_Request:_
Can you copy the listing below line for line, without changing anything, but leave the pictures out of your copy?

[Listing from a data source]
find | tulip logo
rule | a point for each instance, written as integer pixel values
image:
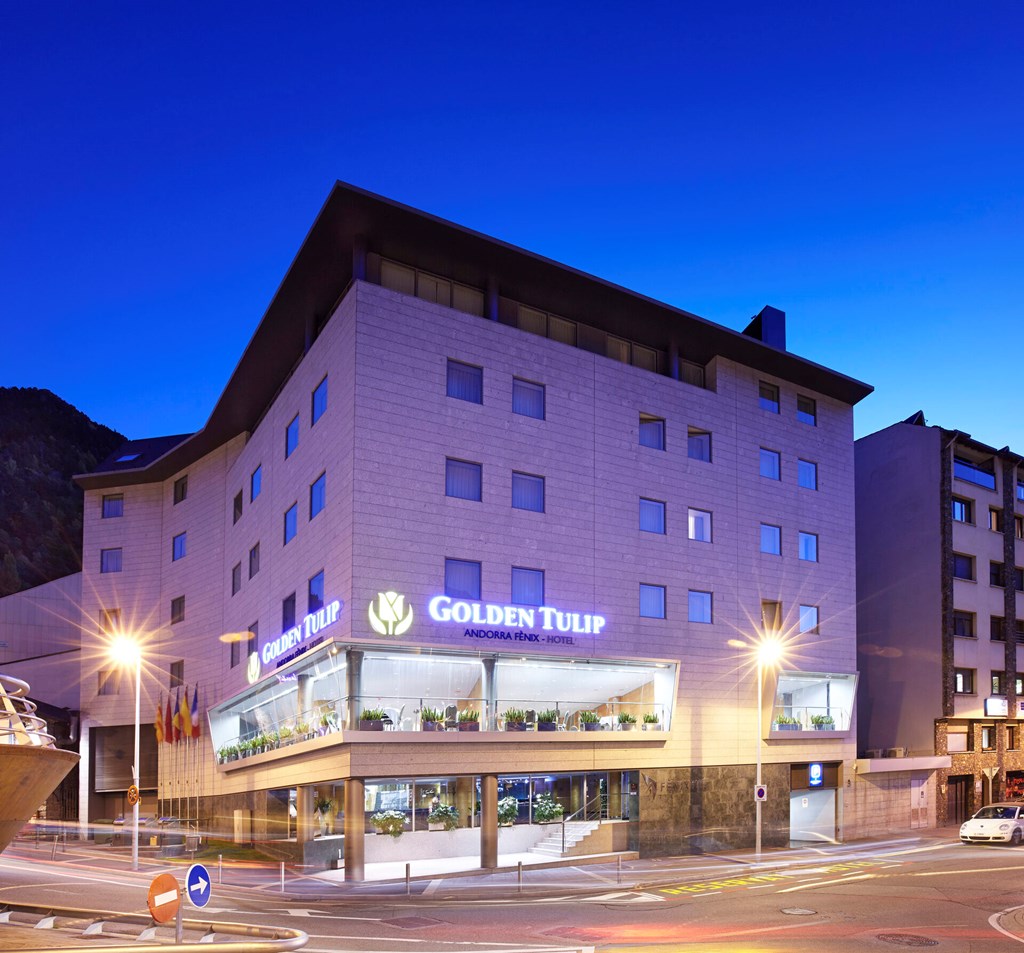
(391, 616)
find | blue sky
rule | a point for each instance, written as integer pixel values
(858, 168)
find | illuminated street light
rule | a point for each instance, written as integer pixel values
(126, 651)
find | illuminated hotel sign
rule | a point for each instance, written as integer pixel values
(310, 626)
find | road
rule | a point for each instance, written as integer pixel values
(930, 893)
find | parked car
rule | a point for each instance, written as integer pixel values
(998, 823)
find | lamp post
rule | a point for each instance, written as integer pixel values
(127, 651)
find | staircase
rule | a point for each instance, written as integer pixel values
(577, 833)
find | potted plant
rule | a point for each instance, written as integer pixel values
(546, 809)
(547, 720)
(508, 811)
(442, 817)
(372, 720)
(389, 822)
(515, 720)
(431, 719)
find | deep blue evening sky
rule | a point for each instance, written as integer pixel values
(861, 168)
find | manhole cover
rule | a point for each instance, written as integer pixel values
(907, 940)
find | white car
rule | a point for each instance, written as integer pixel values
(998, 823)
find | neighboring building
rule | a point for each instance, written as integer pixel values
(450, 474)
(940, 546)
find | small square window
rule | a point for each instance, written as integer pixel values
(463, 479)
(180, 488)
(807, 410)
(651, 601)
(317, 494)
(807, 474)
(698, 444)
(318, 401)
(110, 560)
(808, 544)
(527, 587)
(768, 396)
(292, 436)
(114, 506)
(771, 466)
(698, 524)
(651, 515)
(465, 382)
(527, 398)
(527, 491)
(651, 432)
(699, 606)
(771, 539)
(462, 578)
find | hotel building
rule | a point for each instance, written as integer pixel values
(450, 474)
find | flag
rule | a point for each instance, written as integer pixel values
(185, 718)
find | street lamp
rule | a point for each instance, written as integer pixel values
(768, 651)
(126, 651)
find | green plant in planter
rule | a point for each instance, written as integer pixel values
(444, 814)
(389, 822)
(546, 809)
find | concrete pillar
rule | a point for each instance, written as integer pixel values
(488, 821)
(354, 829)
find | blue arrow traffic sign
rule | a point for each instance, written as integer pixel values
(198, 885)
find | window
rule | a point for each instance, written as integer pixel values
(807, 474)
(465, 382)
(463, 479)
(527, 492)
(114, 506)
(317, 494)
(768, 396)
(771, 539)
(288, 612)
(699, 606)
(527, 398)
(964, 624)
(963, 510)
(698, 444)
(963, 566)
(771, 615)
(651, 601)
(314, 596)
(699, 524)
(527, 587)
(291, 522)
(809, 618)
(292, 436)
(770, 465)
(651, 432)
(807, 410)
(318, 401)
(651, 515)
(462, 578)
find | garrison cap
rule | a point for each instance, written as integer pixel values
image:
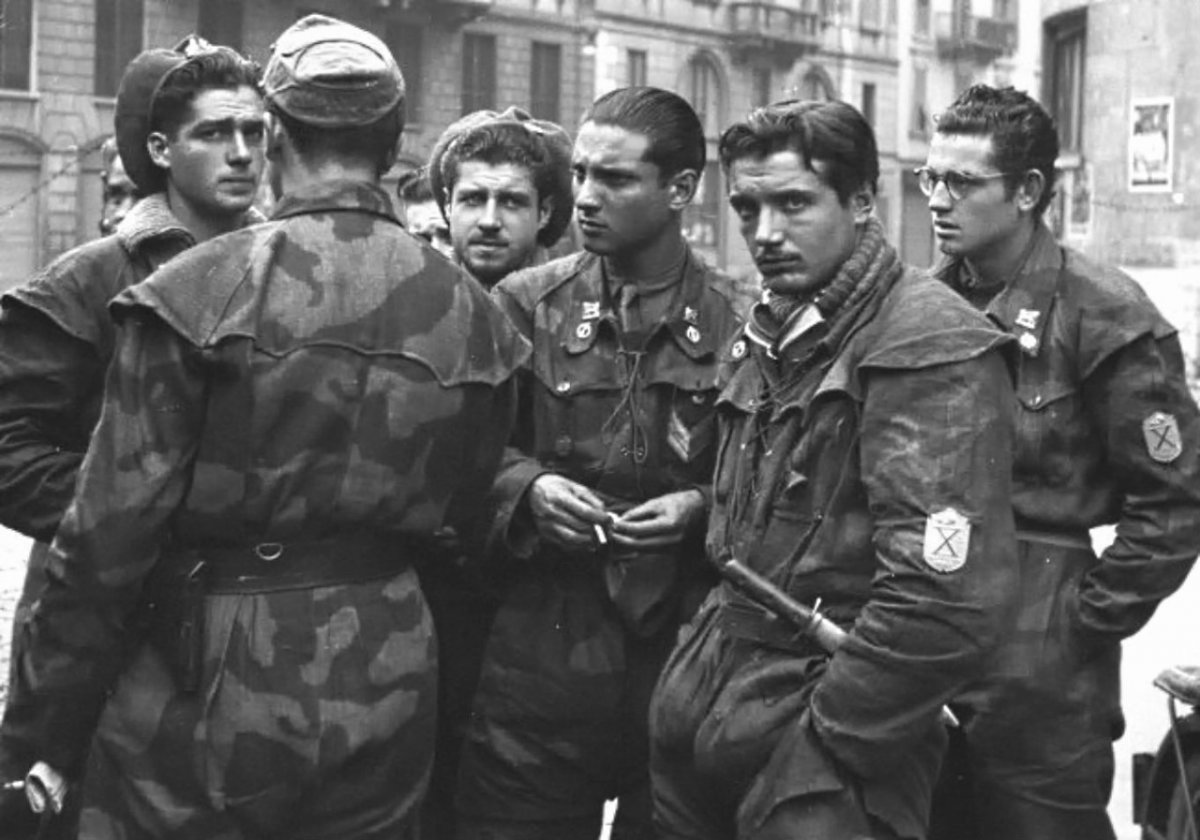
(552, 138)
(328, 73)
(135, 103)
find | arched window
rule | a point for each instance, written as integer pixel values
(816, 85)
(707, 94)
(21, 165)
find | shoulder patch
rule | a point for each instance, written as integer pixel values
(947, 540)
(1162, 433)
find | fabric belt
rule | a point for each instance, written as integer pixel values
(304, 564)
(1067, 539)
(747, 621)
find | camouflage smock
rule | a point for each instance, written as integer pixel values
(55, 342)
(317, 376)
(835, 466)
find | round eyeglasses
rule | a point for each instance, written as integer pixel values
(958, 184)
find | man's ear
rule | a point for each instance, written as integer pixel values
(1030, 191)
(862, 202)
(682, 187)
(159, 149)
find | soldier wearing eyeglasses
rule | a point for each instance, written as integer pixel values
(1107, 433)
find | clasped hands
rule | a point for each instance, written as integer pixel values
(565, 514)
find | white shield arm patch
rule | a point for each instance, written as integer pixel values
(947, 540)
(1162, 433)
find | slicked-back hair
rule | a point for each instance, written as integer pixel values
(499, 143)
(221, 69)
(372, 143)
(1023, 133)
(816, 130)
(675, 132)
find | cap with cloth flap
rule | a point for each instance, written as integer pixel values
(328, 73)
(136, 96)
(555, 141)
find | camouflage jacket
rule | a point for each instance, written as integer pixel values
(1107, 431)
(322, 373)
(629, 424)
(55, 341)
(861, 471)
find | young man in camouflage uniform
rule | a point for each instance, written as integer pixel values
(503, 181)
(1107, 433)
(864, 414)
(604, 495)
(232, 593)
(190, 130)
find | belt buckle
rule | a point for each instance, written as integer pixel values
(269, 551)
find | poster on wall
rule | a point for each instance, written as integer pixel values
(1151, 144)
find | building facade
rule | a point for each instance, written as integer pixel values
(897, 60)
(1120, 84)
(61, 60)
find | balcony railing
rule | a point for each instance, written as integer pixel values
(969, 36)
(781, 31)
(453, 12)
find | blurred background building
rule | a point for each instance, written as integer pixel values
(900, 61)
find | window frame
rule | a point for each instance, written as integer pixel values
(109, 65)
(479, 87)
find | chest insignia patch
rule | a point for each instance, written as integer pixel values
(947, 540)
(1027, 318)
(1162, 433)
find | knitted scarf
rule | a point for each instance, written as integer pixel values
(873, 264)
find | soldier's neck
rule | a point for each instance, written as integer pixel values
(997, 265)
(203, 226)
(649, 267)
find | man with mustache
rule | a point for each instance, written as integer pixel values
(604, 492)
(864, 425)
(503, 181)
(190, 136)
(1107, 433)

_Output of the task:_
find | tulip logo
rule | a point for each instance, written as integer pixel values
image:
(391, 616)
find | blue sky
rule | a point for each instance, written as integer pixel values
(858, 168)
find | illuminated street light
rule | a point for each instance, written as integer pixel values
(126, 651)
find | illuminated hotel sign
rule | a point for each instance, written as integer pixel values
(310, 626)
find | road
rule | a point for each instance, written as integer pixel values
(930, 893)
find | parked car
rule | a point for each instance, written as integer pixel values
(998, 823)
find | lamp post
rule | a point for each instance, written as integer pixel values
(127, 651)
find | staircase
rule | a point for each instance, written as integer pixel values
(577, 833)
find | potted plant
rule | a point for each instance, written as integer pixel values
(546, 809)
(547, 720)
(508, 811)
(442, 817)
(372, 720)
(389, 822)
(515, 720)
(431, 719)
find | deep blue evening sky
rule | a point for each instance, written as integer pixel values
(861, 168)
find | manhole cover
rule | a point for each instance, written as integer pixel values
(907, 940)
find | white car
rule | a point for each instance, written as integer pixel values
(998, 823)
find | neighboring building
rule | a point for each instance, written as integer pixel values
(450, 474)
(940, 546)
find | small square window
rule | a point for each instance, written as integer pixel values
(463, 479)
(180, 488)
(807, 410)
(651, 601)
(317, 494)
(807, 474)
(698, 444)
(318, 401)
(110, 560)
(808, 544)
(527, 587)
(768, 396)
(292, 436)
(114, 506)
(771, 466)
(698, 524)
(651, 515)
(465, 382)
(527, 398)
(527, 491)
(651, 432)
(699, 606)
(771, 539)
(462, 578)
find | hotel building
rule | a point for each instance, written as integer pixel values
(450, 474)
find | flag
rule | a point for each instance, written as integer pixel values
(185, 718)
find | street lamp
rule | a point for each instance, written as integer pixel values
(768, 651)
(126, 651)
find | green plant in planter
rule | a point for each instance, written as integer pixel values
(444, 814)
(389, 822)
(546, 809)
find | concrete pillar
rule | a point for each instance, written as integer pixel values
(488, 821)
(354, 829)
find | blue arrow traffic sign
rule | a point for each instance, written as integer pixel values
(198, 885)
find | window
rule | a point for each instance, written as integer pixel values
(807, 474)
(465, 382)
(463, 479)
(527, 492)
(114, 506)
(317, 494)
(768, 396)
(771, 539)
(288, 612)
(699, 606)
(527, 398)
(964, 624)
(963, 510)
(698, 444)
(963, 566)
(771, 615)
(651, 601)
(314, 596)
(699, 524)
(527, 587)
(291, 522)
(809, 618)
(292, 436)
(770, 465)
(651, 432)
(807, 410)
(318, 401)
(651, 515)
(462, 578)
find | garrison cap
rule | a point for each instance, written as integer pixel values
image:
(552, 138)
(328, 73)
(135, 103)
find | arched window
rule | a point for each instance, written as integer pixel values
(816, 85)
(707, 94)
(21, 165)
find | shoulder patch
rule | a point for each instance, written as integer pixel values
(947, 540)
(1162, 433)
find | fabric belt
rule | a point for each instance, written as integer pixel values
(304, 564)
(1067, 539)
(747, 621)
find | camouflage smock
rule | a point for each instance, written as integer pixel values
(55, 342)
(317, 376)
(835, 466)
find | round eyeglasses
rule | a point for each instance, written as integer pixel values
(958, 184)
find | man's ear
rule | a point for each instance, written as integer pixel values
(1030, 191)
(862, 202)
(682, 187)
(159, 149)
find | soldier wearing eyeglasses
rule | a point for each instance, written as integer pixel values
(1107, 433)
find | clasped hands
rule | a point for each instance, written as integer pixel values
(565, 514)
find | white shield arm patch
rule | a point for each instance, written as integer pixel values
(947, 540)
(1162, 433)
find | slicked-back hair
rule | a point for each instance, written as integer pixel values
(499, 143)
(221, 69)
(372, 143)
(1023, 133)
(816, 130)
(675, 132)
find | cap with cloth flap
rule | a point for each instance, written as integer pixel values
(328, 73)
(136, 96)
(555, 141)
find | camouflage jacket
rule | a point for each instance, written as integer pixel values
(1107, 431)
(322, 373)
(629, 424)
(55, 341)
(861, 471)
find | young man in camouflage uniform
rule | a point for each instance, written as integer pixel values
(503, 181)
(1107, 433)
(864, 414)
(604, 495)
(232, 593)
(190, 130)
find | belt buckle
rule | a point for each instance, written as integer pixel values
(269, 551)
find | poster on wall
rule | a point for each instance, written as integer pixel values
(1151, 144)
find | building facade
rule | a point for each instance, written as integer pixel values
(897, 60)
(1120, 84)
(61, 60)
find | balcony railing
rule | a point for each instance, written as integer pixel values
(969, 36)
(781, 31)
(453, 12)
find | blurred background building
rule | a point for each instance, written as integer pixel values
(900, 61)
find | window frame
rule | a point for each instance, written as integer pixel values
(109, 65)
(479, 87)
find | chest insignia patch
rule | a point for each instance, written as integer pixel values
(947, 540)
(1027, 318)
(1162, 433)
find | knitted scarf
rule | a point for each instance, written as integer pixel values
(873, 264)
find | soldier's neck
rule | a point for each instance, written as integer pixel values
(997, 265)
(203, 226)
(649, 267)
find | man with mustache
rule | a point for each instance, written as integer pixel values
(604, 492)
(864, 425)
(503, 181)
(190, 136)
(1107, 433)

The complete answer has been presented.